How to complete this task: Where the listing below has a line with "Target: blue diesel locomotive", write out exactly that line and every line after it, stopping after the line with "Target: log pile".

Supplied records:
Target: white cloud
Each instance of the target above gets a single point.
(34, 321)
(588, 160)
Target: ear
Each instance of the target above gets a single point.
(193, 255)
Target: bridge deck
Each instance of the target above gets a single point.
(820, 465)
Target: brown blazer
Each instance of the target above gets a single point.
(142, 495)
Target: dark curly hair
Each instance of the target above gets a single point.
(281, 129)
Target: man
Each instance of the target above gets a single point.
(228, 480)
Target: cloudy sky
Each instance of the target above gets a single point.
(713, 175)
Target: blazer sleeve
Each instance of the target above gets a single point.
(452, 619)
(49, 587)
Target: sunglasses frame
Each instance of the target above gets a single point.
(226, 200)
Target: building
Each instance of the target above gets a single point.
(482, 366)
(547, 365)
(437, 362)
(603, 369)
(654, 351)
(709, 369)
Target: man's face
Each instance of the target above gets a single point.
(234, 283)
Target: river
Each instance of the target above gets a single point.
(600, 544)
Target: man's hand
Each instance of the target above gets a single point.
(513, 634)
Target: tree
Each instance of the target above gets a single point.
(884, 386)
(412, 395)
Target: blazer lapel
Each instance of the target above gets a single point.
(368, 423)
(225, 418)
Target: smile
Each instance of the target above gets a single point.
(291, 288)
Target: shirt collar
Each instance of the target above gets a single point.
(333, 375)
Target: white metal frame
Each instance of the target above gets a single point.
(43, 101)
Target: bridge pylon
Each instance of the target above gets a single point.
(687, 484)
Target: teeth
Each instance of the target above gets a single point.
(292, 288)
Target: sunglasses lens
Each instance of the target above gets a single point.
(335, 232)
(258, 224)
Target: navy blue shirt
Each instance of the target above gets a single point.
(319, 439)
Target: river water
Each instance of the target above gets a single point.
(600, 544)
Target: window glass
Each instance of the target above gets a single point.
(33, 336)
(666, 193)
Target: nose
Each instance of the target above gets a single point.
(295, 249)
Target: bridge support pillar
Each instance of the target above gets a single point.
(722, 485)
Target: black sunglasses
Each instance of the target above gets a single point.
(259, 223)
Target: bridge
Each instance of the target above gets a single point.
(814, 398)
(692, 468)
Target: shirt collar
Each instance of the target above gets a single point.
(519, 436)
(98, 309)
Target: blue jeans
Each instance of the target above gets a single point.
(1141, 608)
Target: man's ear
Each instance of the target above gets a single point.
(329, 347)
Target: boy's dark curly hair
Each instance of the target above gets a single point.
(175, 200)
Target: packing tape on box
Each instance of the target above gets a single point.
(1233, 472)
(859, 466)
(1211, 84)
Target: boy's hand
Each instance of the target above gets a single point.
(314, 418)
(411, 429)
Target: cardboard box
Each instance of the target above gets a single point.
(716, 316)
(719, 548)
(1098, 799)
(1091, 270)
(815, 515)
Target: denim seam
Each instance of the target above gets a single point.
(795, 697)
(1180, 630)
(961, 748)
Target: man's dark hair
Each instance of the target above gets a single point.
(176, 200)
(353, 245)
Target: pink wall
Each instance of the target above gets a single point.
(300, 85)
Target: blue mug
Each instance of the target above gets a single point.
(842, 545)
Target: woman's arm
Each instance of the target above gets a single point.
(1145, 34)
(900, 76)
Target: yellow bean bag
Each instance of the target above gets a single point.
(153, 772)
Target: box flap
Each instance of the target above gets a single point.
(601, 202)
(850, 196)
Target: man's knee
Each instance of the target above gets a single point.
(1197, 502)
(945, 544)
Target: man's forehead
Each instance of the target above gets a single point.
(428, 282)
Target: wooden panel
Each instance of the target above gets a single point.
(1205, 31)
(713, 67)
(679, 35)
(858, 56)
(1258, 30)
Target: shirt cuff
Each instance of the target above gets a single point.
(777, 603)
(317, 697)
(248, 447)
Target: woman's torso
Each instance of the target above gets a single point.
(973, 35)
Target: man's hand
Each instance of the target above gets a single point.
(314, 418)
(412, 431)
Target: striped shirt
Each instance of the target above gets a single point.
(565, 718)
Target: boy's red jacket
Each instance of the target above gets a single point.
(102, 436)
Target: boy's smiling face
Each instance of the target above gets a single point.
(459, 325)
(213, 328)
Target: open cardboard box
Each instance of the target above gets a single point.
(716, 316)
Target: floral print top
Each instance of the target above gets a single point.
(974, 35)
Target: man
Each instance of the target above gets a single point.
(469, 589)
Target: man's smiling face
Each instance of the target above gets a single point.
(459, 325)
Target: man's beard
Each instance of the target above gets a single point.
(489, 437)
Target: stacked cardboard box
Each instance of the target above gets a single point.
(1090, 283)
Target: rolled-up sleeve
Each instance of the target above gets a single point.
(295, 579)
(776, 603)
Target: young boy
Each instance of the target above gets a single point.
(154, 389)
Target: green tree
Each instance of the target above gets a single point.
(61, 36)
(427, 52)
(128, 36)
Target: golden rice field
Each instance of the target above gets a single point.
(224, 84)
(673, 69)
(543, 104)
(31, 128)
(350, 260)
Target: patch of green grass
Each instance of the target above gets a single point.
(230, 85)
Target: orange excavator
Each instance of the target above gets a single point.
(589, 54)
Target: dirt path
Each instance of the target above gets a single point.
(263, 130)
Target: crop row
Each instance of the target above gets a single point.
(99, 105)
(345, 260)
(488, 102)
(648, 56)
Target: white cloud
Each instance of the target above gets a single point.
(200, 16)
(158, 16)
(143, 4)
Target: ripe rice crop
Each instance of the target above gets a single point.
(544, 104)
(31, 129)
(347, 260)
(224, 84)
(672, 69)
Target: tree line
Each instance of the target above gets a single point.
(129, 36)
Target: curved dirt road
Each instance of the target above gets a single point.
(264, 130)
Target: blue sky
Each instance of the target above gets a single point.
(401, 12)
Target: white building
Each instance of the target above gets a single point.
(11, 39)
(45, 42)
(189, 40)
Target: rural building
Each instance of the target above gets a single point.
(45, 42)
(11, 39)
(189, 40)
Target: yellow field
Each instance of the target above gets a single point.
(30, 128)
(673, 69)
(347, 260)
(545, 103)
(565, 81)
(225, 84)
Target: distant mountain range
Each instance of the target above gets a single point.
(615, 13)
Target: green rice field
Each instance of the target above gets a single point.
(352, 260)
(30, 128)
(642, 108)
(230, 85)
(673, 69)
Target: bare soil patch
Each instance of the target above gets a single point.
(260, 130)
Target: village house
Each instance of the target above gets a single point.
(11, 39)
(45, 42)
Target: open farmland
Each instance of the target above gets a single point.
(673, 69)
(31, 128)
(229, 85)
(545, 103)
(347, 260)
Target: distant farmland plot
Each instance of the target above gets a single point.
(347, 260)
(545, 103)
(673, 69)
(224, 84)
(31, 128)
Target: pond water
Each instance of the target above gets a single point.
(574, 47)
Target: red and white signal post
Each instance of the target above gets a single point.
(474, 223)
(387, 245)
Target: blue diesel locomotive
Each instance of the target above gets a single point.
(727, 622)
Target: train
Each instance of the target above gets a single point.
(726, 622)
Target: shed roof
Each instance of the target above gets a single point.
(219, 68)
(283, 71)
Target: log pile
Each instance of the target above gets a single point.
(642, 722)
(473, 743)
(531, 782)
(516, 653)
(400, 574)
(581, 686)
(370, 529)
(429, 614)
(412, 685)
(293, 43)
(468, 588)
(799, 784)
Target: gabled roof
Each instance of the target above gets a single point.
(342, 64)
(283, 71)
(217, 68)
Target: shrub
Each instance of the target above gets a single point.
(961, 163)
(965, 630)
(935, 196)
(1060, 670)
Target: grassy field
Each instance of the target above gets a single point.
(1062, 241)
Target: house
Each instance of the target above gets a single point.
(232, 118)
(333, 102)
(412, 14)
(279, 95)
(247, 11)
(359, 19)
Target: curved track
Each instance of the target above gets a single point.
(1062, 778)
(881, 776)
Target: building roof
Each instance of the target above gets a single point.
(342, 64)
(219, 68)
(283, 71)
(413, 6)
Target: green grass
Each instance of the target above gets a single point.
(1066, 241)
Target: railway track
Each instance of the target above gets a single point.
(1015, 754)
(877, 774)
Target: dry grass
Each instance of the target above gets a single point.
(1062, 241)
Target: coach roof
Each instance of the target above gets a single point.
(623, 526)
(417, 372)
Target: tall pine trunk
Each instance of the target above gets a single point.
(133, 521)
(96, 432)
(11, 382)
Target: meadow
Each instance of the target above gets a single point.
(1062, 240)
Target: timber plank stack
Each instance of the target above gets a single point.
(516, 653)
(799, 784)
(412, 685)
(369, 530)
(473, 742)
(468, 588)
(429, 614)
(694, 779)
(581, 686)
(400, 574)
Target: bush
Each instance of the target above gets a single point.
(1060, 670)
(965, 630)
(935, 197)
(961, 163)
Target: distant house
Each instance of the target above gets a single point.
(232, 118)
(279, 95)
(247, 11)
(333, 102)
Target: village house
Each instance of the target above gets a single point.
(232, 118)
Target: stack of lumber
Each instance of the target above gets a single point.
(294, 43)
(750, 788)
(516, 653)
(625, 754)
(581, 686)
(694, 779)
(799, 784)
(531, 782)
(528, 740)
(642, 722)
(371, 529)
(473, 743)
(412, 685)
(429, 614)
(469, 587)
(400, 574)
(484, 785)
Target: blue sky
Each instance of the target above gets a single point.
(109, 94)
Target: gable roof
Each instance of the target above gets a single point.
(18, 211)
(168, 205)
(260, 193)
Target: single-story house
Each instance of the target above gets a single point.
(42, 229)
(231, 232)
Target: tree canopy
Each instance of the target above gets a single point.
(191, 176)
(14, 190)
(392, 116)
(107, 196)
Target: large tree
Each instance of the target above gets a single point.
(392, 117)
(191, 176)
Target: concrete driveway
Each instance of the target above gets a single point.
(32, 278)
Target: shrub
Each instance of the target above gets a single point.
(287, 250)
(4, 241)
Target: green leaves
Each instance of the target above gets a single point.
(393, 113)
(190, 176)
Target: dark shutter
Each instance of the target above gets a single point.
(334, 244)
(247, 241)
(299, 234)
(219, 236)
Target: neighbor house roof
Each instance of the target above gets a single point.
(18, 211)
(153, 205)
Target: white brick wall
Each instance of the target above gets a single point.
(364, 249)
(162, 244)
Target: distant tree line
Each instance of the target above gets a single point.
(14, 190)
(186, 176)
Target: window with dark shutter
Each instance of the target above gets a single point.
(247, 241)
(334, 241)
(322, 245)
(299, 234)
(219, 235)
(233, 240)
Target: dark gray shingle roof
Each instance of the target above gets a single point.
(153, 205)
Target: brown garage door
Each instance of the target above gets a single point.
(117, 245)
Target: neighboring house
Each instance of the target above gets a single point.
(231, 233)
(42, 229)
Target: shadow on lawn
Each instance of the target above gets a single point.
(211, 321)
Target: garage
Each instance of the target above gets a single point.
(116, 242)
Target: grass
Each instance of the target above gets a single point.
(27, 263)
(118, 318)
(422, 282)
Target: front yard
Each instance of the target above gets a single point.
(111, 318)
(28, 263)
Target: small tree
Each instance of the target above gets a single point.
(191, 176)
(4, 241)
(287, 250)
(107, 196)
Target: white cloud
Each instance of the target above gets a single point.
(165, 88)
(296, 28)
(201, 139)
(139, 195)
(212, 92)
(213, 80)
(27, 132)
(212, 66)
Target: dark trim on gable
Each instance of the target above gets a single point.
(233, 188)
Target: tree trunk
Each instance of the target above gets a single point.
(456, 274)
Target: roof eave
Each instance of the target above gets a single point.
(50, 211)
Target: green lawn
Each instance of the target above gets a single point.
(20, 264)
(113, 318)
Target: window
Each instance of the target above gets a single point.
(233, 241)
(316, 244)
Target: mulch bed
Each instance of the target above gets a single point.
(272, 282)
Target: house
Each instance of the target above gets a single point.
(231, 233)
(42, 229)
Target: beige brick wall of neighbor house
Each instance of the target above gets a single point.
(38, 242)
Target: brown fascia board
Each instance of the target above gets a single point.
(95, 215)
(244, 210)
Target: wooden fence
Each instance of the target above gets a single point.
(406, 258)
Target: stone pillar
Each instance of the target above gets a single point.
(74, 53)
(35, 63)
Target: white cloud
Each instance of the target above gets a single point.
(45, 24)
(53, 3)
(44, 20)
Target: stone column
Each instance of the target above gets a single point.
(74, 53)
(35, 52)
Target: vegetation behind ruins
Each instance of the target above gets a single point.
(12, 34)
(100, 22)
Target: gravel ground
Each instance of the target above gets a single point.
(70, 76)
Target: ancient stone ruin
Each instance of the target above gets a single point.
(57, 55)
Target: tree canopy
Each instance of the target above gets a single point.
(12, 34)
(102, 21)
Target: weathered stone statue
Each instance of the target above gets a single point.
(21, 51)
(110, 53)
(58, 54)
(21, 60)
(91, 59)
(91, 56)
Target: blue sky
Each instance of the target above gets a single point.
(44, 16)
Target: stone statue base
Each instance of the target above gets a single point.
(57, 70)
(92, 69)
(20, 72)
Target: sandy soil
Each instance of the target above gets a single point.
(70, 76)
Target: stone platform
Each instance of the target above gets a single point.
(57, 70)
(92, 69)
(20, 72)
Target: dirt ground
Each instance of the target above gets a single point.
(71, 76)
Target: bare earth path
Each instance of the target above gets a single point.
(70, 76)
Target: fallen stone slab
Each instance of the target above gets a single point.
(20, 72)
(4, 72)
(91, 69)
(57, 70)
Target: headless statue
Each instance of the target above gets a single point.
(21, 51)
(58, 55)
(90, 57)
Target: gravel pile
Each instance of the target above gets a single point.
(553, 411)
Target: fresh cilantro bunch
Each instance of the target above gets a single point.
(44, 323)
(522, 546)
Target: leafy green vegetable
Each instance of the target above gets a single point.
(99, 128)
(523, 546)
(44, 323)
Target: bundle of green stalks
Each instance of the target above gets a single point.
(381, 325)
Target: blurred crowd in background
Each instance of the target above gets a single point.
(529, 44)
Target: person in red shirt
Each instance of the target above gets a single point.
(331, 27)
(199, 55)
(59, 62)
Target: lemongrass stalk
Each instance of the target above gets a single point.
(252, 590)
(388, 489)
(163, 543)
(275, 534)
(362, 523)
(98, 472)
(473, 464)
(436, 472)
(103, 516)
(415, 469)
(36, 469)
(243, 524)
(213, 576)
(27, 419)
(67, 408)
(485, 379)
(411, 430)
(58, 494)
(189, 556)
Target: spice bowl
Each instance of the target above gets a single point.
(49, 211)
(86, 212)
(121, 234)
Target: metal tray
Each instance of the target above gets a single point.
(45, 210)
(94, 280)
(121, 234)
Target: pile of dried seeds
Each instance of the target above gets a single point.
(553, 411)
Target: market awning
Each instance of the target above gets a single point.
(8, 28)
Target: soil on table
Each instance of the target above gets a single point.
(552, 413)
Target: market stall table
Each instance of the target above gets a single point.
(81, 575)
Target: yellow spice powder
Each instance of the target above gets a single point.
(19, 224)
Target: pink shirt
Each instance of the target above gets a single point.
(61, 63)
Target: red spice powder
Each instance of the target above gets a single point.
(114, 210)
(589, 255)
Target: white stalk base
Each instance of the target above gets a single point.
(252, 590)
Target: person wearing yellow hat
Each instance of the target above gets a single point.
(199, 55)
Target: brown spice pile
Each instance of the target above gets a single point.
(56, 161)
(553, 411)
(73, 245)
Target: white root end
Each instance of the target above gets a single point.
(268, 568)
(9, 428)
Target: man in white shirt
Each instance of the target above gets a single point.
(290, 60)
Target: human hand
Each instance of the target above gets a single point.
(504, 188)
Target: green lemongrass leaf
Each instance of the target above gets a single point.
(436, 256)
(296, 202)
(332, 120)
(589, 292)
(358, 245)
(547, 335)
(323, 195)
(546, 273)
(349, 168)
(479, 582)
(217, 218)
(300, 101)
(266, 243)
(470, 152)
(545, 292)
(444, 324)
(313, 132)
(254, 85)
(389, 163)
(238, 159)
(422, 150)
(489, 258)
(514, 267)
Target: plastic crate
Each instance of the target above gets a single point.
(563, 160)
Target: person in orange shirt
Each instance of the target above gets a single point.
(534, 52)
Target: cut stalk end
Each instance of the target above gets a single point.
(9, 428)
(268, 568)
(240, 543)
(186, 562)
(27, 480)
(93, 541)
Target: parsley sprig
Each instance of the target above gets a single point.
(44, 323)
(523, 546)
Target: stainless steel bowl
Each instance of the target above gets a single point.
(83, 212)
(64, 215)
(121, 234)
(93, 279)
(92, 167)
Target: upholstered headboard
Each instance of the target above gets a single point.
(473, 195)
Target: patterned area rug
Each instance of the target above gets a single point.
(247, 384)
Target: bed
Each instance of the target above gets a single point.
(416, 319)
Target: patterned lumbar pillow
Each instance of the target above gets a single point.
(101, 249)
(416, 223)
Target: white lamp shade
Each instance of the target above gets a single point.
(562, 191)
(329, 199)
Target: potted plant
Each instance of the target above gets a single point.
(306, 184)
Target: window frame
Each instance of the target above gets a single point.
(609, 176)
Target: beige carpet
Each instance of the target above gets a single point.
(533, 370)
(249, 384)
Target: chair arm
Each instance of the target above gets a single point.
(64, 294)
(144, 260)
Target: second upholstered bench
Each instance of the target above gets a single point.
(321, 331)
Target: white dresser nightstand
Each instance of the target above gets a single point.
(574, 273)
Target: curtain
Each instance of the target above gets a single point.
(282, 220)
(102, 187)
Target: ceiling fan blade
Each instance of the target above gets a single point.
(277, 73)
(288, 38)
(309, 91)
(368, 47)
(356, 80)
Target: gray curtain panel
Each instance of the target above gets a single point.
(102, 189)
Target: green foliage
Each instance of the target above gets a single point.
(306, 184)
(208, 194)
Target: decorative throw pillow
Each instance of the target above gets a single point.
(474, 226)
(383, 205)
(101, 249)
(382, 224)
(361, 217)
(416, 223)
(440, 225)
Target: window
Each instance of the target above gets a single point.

Response:
Target: blue diesel locomotive
Each instance of the target above gets a single point.
(727, 622)
Target: train
Each instance of the target above gets a single point.
(726, 622)
Target: shed roof
Each instance of the target above gets a single point.
(219, 68)
(283, 71)
Target: log pile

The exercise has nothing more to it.